MATERIAL TO PROCESS:
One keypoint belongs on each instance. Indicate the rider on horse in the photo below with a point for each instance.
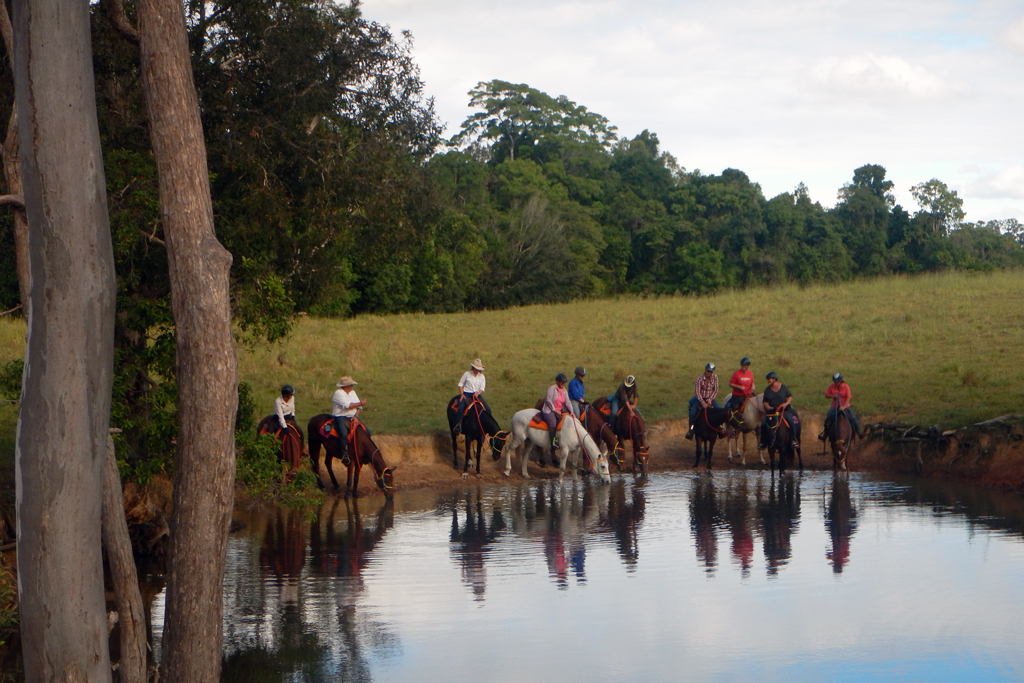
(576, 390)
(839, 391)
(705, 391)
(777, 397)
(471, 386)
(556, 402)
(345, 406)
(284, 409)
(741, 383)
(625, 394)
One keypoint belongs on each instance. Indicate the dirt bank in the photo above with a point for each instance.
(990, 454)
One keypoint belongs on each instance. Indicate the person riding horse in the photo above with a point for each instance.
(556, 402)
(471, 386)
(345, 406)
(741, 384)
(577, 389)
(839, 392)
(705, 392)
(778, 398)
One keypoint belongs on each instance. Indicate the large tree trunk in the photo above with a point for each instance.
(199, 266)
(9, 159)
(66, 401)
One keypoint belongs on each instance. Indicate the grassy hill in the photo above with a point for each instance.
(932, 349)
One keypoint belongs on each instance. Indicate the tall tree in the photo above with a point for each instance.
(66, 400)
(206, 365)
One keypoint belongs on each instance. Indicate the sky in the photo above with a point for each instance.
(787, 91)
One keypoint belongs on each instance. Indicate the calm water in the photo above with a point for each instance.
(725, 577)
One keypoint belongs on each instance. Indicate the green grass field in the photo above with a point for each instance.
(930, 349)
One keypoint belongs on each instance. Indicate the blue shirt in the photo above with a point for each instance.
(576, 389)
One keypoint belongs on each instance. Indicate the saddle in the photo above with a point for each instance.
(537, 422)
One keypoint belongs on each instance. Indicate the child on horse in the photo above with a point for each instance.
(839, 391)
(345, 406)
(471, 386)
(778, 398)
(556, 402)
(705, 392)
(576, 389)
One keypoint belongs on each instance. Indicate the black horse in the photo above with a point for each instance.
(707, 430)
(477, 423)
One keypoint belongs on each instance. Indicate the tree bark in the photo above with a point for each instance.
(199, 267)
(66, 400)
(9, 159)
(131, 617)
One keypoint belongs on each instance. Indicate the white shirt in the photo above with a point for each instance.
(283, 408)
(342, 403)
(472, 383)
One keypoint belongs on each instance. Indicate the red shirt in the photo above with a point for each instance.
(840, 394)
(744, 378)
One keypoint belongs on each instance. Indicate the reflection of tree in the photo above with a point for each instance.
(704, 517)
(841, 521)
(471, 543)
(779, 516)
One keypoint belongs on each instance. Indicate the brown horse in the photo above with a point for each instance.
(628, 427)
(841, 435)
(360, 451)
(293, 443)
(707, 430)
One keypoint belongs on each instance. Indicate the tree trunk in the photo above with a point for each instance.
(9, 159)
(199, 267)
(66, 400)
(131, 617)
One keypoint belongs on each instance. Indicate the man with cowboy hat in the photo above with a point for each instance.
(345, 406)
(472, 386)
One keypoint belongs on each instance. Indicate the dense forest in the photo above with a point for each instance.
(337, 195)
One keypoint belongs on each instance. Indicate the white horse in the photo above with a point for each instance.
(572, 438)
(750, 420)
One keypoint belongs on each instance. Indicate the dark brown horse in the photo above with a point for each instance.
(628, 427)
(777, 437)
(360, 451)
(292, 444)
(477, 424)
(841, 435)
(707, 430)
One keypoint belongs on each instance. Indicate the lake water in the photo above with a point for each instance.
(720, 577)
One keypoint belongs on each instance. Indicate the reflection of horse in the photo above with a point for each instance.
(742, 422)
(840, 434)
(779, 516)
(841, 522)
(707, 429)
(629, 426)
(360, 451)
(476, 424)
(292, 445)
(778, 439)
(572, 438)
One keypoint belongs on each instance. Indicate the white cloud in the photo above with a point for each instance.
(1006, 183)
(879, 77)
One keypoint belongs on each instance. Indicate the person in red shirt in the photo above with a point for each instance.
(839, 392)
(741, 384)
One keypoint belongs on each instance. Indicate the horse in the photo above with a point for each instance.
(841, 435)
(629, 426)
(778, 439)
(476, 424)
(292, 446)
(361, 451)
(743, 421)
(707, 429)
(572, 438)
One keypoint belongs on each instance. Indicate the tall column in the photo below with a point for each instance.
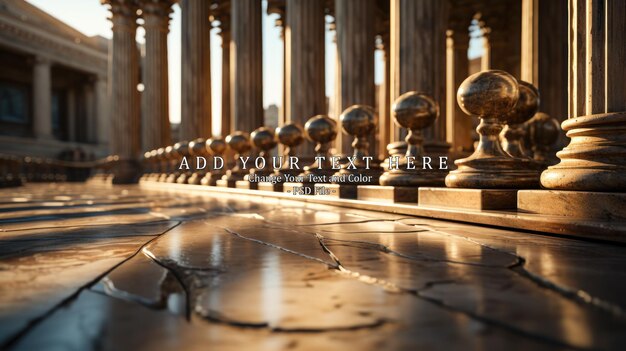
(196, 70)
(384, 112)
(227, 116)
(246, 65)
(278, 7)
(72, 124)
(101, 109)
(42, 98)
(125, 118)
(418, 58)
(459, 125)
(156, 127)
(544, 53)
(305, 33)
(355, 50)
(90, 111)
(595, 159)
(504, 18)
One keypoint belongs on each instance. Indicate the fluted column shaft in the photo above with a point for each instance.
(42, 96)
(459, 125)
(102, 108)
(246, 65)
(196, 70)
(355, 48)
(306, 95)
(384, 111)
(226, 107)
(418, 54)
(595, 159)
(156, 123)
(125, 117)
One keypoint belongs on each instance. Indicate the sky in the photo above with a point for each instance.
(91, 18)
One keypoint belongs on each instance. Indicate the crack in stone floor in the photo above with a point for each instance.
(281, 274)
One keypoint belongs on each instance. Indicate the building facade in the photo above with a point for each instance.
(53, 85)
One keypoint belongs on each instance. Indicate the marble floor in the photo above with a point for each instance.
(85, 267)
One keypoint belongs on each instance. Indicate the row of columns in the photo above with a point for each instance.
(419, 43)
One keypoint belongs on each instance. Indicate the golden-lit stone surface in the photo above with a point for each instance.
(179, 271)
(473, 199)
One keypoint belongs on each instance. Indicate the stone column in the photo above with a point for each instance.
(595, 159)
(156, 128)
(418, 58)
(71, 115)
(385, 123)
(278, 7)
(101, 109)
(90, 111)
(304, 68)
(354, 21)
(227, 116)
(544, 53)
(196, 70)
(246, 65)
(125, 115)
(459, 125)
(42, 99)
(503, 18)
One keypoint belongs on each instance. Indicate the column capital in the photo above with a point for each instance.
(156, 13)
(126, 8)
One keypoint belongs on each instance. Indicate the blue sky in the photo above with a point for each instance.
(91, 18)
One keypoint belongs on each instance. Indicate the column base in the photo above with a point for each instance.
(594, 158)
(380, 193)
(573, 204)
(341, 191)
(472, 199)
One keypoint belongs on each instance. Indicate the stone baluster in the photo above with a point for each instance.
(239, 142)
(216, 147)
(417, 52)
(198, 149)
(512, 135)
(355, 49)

SET PROBLEM: Add 14 to every x and y coordinate in the answers, and write out again every line from the line containing "the column capital" through the last line of the records, both ends included. Leave all other text in those lines unchanged.

REPLY:
One keypoint belongs on each instance. Indicate the column capital in the photo above with a point for each instance.
(170, 27)
(140, 22)
One keypoint belongs on each instance. Indicate the blue sky in the photo above with a point for each instance.
(105, 32)
One keypoint belongs on each instance. Indicate the column base in the photo above with a point for each instance.
(608, 172)
(394, 207)
(587, 218)
(355, 205)
(486, 213)
One keypoint belongs on each instance. Indicate the stone baluster in the photo above with a point for each instance.
(253, 156)
(230, 161)
(431, 66)
(212, 163)
(526, 149)
(369, 63)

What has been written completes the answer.